## Start RECORDS FOR THIS TASK

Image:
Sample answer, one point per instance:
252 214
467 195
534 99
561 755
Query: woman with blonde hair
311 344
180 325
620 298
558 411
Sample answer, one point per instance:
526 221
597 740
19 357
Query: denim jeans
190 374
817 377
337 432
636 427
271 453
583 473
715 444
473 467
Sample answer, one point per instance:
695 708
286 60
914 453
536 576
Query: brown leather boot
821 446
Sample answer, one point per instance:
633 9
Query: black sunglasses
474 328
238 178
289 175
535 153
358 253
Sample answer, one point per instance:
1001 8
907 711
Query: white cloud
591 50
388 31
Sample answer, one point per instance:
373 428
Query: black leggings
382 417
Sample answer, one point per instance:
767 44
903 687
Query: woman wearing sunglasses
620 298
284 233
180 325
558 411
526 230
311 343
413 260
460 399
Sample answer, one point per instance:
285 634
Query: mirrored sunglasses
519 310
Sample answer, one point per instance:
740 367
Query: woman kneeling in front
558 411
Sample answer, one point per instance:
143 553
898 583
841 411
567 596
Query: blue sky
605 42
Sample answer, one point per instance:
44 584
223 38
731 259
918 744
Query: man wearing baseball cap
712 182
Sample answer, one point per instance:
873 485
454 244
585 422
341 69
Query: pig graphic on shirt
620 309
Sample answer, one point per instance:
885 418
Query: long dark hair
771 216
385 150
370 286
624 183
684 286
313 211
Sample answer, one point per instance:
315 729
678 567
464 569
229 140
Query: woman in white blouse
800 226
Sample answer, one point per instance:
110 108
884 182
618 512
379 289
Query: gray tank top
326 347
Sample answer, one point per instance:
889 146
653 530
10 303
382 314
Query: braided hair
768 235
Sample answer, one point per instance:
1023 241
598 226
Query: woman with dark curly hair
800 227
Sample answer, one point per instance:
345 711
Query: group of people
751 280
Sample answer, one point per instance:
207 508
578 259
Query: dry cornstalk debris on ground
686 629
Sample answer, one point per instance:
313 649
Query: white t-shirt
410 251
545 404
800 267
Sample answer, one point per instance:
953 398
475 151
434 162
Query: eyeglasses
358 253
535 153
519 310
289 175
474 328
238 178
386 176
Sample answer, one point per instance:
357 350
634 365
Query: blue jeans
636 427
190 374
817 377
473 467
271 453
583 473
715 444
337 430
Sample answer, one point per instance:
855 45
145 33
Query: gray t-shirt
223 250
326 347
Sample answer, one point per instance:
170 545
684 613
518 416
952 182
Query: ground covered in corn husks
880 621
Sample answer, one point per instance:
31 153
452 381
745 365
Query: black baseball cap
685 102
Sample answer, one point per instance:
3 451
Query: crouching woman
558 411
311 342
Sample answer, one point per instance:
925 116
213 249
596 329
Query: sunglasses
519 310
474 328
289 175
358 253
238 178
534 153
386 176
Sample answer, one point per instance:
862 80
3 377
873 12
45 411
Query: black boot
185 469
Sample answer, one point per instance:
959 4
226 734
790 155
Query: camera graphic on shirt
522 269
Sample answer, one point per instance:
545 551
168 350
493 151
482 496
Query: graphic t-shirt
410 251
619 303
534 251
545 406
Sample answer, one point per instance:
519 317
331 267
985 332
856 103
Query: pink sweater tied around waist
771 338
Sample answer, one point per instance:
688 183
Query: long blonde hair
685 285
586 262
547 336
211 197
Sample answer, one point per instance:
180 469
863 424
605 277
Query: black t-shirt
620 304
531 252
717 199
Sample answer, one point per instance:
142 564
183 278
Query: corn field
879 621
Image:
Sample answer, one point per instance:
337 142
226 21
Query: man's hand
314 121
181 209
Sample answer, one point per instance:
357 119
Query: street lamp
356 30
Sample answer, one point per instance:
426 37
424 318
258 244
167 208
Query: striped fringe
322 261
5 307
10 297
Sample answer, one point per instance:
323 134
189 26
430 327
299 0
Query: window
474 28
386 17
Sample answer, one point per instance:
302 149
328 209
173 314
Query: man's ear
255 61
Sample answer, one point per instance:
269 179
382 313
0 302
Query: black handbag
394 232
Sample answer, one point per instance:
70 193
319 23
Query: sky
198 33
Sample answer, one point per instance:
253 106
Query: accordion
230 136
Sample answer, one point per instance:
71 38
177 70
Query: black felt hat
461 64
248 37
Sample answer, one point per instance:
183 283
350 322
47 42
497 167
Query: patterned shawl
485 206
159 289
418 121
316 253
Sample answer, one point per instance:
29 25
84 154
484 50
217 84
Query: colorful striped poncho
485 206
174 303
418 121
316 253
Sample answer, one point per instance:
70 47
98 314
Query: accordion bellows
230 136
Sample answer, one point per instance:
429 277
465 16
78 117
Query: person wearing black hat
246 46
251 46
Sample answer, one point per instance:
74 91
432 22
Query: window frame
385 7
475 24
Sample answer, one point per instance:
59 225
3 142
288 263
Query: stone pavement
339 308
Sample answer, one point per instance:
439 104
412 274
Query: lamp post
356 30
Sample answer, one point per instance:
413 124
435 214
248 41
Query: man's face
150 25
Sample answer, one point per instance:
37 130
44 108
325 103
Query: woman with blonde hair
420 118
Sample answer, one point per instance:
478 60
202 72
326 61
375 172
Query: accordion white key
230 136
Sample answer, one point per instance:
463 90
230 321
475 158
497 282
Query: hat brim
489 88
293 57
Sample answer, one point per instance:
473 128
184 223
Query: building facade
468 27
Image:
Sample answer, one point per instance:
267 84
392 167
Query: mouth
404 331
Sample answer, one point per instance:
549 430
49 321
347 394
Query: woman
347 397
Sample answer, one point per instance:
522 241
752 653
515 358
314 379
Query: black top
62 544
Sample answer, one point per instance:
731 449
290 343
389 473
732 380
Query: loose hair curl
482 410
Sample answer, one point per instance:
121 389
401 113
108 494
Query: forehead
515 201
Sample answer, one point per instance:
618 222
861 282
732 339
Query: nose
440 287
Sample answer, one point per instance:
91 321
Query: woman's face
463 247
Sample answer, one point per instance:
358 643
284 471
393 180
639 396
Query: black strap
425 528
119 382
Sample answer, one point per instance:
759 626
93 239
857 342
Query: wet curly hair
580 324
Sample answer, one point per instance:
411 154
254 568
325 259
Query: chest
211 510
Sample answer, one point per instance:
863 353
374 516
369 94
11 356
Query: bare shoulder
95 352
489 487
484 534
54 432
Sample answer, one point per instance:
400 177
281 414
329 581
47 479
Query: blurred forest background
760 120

## End RECORDS FOR THIS TASK

Extract all of the data shown above and repeat it verbatim.

→ TASK SOLUTION
Image:
Sample answer, one point per instance:
252 214
467 195
534 99
561 755
Query: woman with blonde hair
311 344
180 325
620 298
558 411
Sample answer, one point per instance:
526 221
597 740
19 357
Query: denim jeans
190 374
817 377
337 432
636 427
271 453
583 473
715 444
473 467
Sample answer, one point per instance:
695 708
286 60
914 453
536 576
Query: brown leather boot
821 446
Sample answer, one point per instance:
633 9
Query: black sunglasses
474 328
238 178
289 175
535 153
358 253
Sample answer, one point per instance:
1001 8
907 711
Query: white cloud
591 50
388 31
Sample answer, one point per instance:
373 428
Query: black leggings
382 417
Sample answer, one point per instance:
767 44
903 687
Query: woman wearing sunglasses
620 298
284 233
180 325
558 411
526 230
311 343
413 260
460 399
Sample answer, one point per instance:
285 634
Query: mirrored sunglasses
519 310
Sample answer, one point per instance:
740 367
Query: woman kneeling in front
558 411
Sample answer, one point per instance:
143 553
898 583
841 411
567 596
Query: blue sky
605 42
Sample answer, one point per instance:
44 584
223 38
731 259
918 744
Query: man wearing baseball cap
712 182
Sample answer, one point per instance:
873 485
454 244
585 422
341 69
Query: pig graphic on shirt
620 309
Sample answer, one point per instance:
885 418
Query: long dark hair
771 216
385 150
370 286
624 183
684 286
313 211
Sample answer, one point per instance:
315 729
678 567
464 569
229 140
Query: woman in white blouse
800 226
Sample answer, one point per instance:
110 108
884 182
618 512
379 289
Query: gray tank top
326 347
Sample answer, one point per instance:
889 146
653 530
10 303
382 314
Query: braided hair
768 235
Sample answer, one point per instance:
1023 241
598 226
Query: woman with dark curly hair
800 227
Sample answer, one point per instance:
345 711
Query: group of people
751 280
Sample answer, one point per instance:
207 508
578 259
Query: dry cornstalk debris on ground
686 629
Sample answer, one point per instance:
313 649
Query: white t-shirt
410 251
545 404
800 267
Sample answer, one point per instance:
953 398
475 151
434 162
Query: eyeglasses
358 253
535 153
519 310
289 175
474 328
238 178
386 176
Sample answer, one point per instance:
357 350
634 365
Query: blue jeans
636 427
190 374
817 377
473 467
271 453
583 473
715 444
337 430
Sample answer, one point per instance:
855 45
145 33
Query: gray t-shirt
223 250
326 347
Sample answer, one point per instance:
170 545
684 613
518 416
952 182
Query: ground covered in corn husks
880 621
Sample answer, one point per instance:
31 153
452 381
745 365
Query: black baseball cap
685 102
Sample answer, one point per instance:
3 451
Query: crouching woman
558 411
311 342
Sample answer, one point per instance:
925 116
213 249
596 329
Query: sunglasses
519 310
474 328
289 175
358 253
238 178
534 153
386 176
Sample answer, one point per instance:
862 80
3 377
873 12
45 411
Query: black boot
185 469
Sample answer, one point per instance:
959 4
226 734
790 155
Query: camera graphic on shirt
522 269
Sample answer, one point per instance:
545 551
168 350
493 151
482 496
Query: graphic t-shirt
410 251
619 303
534 251
545 406
Sample answer, one point per instance:
519 317
331 267
985 332
856 103
Query: pink sweater tied around waist
771 338
Sample answer, one point per instance:
688 183
Query: long blonde hair
685 285
586 262
547 336
211 197
Sample answer, one point per instance:
180 469
863 424
605 277
Query: black t-shirt
620 304
531 252
717 199
Sample answer, one point per instance:
142 564
183 278
Query: corn field
879 621
Image:
Sample answer, one point per instance:
337 142
226 21
Query: man's hand
314 121
181 209
Sample answer, one point per instance:
357 119
Query: street lamp
356 30
Sample answer, one point per instance:
426 37
424 318
258 244
167 208
Query: striped fringe
322 261
5 307
10 297
Sample answer, one point per instance:
323 134
189 26
430 327
299 0
Query: window
474 28
386 17
Sample answer, one point per instance:
302 149
328 209
173 314
Query: man's ear
255 61
Sample answer, one point per instance:
269 179
382 313
0 302
Query: black handbag
394 232
Sample answer, one point per instance:
70 193
319 23
Query: sky
198 33
Sample answer, one point per instance:
253 106
Query: accordion
230 136
Sample answer, one point per instance:
71 38
177 70
Query: black felt hat
461 64
248 37
Sample answer, one point per instance:
183 283
350 322
47 42
497 167
Query: patterned shawl
485 206
159 289
418 121
316 253
Sample answer, one point per instance:
29 25
84 154
484 50
217 84
Query: colorful striped poncho
485 206
174 303
418 121
316 253
Sample answer, one point per instance:
70 47
98 314
Query: accordion bellows
230 136
Sample answer, one point per instance:
429 277
465 16
78 117
Query: person wearing black hat
246 46
251 46
Sample answer, one point per instance:
74 91
432 22
Query: window frame
385 7
475 24
Sample answer, one point per instance:
59 225
3 142
288 263
Query: stone pavement
339 308
Sample answer, one point per instance:
439 104
412 274
Query: lamp post
356 30
Sample answer, one point per instance:
413 124
435 214
248 41
Query: man's face
150 25
Sample answer, one point per instance:
37 130
44 108
325 103
Query: woman with blonde hair
420 118
Sample answer, one point per instance:
478 60
202 72
326 61
375 172
Query: accordion white key
230 136
Sample answer, one point per instance:
463 90
230 321
475 158
497 282
Query: hat brim
489 88
293 57
Sample answer, one point per instance:
473 128
184 223
Query: building facade
468 27
Image:
Sample answer, one point per instance:
267 84
392 167
Query: mouth
404 331
Sample answer, one point per instance:
549 430
49 321
347 394
Query: woman
347 397
Sample answer, one point per instance:
522 241
752 653
515 358
314 379
Query: black top
62 544
Sample answer, one point per instance:
731 449
290 343
389 473
732 380
Query: loose hair curl
482 410
Sample answer, one point per instance:
121 389
401 113
108 494
Query: forehead
515 201
Sample answer, one point per instance:
618 222
861 282
732 339
Query: nose
440 287
Sample answer, one point per instance:
91 321
Query: woman's face
463 247
Sample answer, one point per instance:
358 643
284 471
393 180
639 396
Query: black strap
425 528
119 382
Sample answer, one point per instance:
759 626
93 239
857 342
Query: wet curly hair
580 324
Sample answer, one point per instance:
411 154
254 568
325 259
Query: chest
211 510
Sample answer, one point per instance:
863 353
374 516
369 94
11 356
Query: bare shoulder
95 352
489 487
484 534
54 432
Sample answer, one point per instance:
400 177
281 414
329 581
47 479
Query: blurred forest background
760 120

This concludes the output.